# Instrucciones
Según el texto sobre la Iglesia en la nueva época de España, ¿qué tres rasgos debía tener el tiempo nuevo que la Iglesia quería ayudar a iniciar?

# Texto extraído

▶

Nos parecía justo mostrar el respeto
que merecía quien había sido tantos
años Jefe del Estado y había vivido en
su vida personal como miembro de
la Iglesia. Pero también nos parecía
importante manifestar la voluntad de
la Iglesia de superar tiempos pasados
y estar presente en la nueva época
de España, colaborando activamente
para iniciar un tiempo nuevo, de
libertad, reconciliación y progreso. Era
necesario anunciar solemnemente a
todos los españoles la nueva forma
de situarse la Iglesia en la sociedad
española, ajustándonos en todo a las
enseñanzas del Concilio y ofreciendo
nuestra colaboración para el bien
común de todos los españoles.
Esto es lo que se quiso decir a todo
el pueblo español en la célebre
homilía de aquella celebración.

◀

[Fragmentos de un conjunto de datos sobre señalamiento de objetos]
▶

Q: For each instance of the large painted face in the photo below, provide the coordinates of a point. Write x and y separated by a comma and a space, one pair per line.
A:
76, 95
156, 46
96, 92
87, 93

◀

# Respuesta desarrollada
Libertad, reconciliación y progreso.